**Text passage:**
^^^^^^^^
Yes. There's a lot of big large projects that have come online that they've won. But as you know, those things tend to have a cyclicality to them. So we wouldn't expect that kind of growth over the next 5 years, although it could happen, but it's certainly nothing that we're budgeting for or planning for at this time.
Okay. Great. Okay. It sounds like you've got a great team with this acquisition. And so I wondered, as you think about this as more of a stand-alone business with access to the Kadant global networks, are there any cost synergies or sales synergies that you're thinking about for the future growth or profits?
Well, that's something that we'll look at. As you know, Walt, one of the things we never do is to model synergies into our acquisition models. And so our returns and our expectations are always unsynergized. We do know we have some synergies, and they tend to vary quite a bit from acquisition to acquisition. And so I think that's something to still be explored. But I will say that we do have, as you know, a manufacturing footprint all around the world. So they will have available to them the ability to manufacture some parts of their systems if they choose to in other places around the world.
^^^^^^^^
Extracted data entries:
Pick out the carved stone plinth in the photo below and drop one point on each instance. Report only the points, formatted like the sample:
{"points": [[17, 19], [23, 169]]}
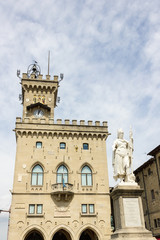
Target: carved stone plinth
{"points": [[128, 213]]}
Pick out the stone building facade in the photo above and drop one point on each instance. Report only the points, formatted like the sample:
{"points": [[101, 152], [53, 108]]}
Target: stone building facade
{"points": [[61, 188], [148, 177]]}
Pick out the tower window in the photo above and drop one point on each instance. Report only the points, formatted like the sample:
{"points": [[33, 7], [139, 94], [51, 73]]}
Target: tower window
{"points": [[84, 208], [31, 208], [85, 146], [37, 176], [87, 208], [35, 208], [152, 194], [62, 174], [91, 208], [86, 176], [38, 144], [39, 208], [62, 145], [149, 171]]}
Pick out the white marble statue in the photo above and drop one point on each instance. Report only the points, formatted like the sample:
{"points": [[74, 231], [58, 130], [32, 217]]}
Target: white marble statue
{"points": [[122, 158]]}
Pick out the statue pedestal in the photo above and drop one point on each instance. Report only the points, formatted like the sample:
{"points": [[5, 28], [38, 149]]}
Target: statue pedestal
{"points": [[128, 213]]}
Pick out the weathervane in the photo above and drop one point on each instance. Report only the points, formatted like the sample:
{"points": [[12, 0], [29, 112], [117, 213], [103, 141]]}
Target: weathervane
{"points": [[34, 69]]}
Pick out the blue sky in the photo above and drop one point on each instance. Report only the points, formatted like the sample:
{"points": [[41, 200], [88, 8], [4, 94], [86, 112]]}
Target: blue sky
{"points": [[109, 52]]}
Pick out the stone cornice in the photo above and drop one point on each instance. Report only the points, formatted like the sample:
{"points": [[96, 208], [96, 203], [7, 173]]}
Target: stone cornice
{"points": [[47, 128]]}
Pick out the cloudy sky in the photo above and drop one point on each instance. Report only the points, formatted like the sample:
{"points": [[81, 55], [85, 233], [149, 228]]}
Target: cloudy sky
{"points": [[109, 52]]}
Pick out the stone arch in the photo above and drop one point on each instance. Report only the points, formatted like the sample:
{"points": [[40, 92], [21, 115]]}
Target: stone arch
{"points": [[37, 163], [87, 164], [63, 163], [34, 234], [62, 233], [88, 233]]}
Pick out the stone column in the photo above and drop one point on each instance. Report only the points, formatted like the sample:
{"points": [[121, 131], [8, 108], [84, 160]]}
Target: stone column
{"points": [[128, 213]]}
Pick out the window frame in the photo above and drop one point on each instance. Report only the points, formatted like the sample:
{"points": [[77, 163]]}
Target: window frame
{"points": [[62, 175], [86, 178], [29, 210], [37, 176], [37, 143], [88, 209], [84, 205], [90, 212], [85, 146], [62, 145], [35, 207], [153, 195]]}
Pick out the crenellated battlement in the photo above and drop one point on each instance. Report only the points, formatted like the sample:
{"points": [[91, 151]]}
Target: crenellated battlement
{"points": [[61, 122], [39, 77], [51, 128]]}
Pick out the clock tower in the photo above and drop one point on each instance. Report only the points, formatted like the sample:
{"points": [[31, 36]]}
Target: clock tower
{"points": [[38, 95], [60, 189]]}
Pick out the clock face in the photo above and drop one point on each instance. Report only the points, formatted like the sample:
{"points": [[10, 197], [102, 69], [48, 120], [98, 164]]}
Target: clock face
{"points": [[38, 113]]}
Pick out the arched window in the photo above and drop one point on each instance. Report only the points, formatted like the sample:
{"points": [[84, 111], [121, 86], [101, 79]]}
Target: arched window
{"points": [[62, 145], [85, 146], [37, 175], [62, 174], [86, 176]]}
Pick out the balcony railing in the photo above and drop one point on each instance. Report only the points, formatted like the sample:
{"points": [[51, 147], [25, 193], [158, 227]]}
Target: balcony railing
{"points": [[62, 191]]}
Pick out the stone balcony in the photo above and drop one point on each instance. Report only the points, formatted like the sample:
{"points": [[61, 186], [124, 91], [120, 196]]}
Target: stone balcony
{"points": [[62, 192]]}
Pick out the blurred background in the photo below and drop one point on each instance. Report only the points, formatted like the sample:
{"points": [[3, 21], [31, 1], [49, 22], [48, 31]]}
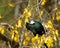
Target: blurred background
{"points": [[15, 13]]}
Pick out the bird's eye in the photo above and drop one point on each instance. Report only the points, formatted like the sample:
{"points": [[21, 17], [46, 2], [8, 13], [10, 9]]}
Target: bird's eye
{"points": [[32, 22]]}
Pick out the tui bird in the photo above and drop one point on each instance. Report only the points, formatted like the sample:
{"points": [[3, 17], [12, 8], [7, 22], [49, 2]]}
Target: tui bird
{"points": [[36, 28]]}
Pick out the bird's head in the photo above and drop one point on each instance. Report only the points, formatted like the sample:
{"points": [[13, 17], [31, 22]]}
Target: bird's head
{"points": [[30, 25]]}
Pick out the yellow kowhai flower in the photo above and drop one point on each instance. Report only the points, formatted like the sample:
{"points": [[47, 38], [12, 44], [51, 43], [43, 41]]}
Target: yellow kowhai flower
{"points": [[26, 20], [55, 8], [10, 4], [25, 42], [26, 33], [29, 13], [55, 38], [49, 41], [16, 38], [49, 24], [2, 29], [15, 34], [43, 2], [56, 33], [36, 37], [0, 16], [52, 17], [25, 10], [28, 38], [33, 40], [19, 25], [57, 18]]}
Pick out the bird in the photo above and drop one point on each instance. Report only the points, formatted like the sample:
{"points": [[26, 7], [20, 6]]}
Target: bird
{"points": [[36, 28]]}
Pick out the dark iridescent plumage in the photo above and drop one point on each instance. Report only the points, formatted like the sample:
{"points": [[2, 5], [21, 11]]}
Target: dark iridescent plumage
^^^^^^^^
**Your tasks:**
[1] Write out the part of the call transcript that starts with "Yes. There's a" and goes on through "at this time.".
[2] In the listing, take the lines from the one containing "Pick out the bird in" through the end of the listing and replace "plumage" with "feathers". Give back only those lines, unchanged otherwise.

**Solutions to the tasks:**
[1]
Yes. There's a lot of big large projects that have come online that they've won. But as you know, those things tend to have a cyclicality to them. So we wouldn't expect that kind of growth over the next 5 years, although it could happen, but it's certainly nothing that we're budgeting for or planning for at this time.

[2]
Pick out the bird in the photo above and drop one point on each instance. Report only the points, formatted like the sample:
{"points": [[26, 7], [20, 6]]}
Target: bird
{"points": [[36, 28]]}
Pick out the dark iridescent feathers in the photo above and drop one point on each instance. Report only the points, formatted like the sample:
{"points": [[2, 5], [21, 11]]}
Target: dark iridescent feathers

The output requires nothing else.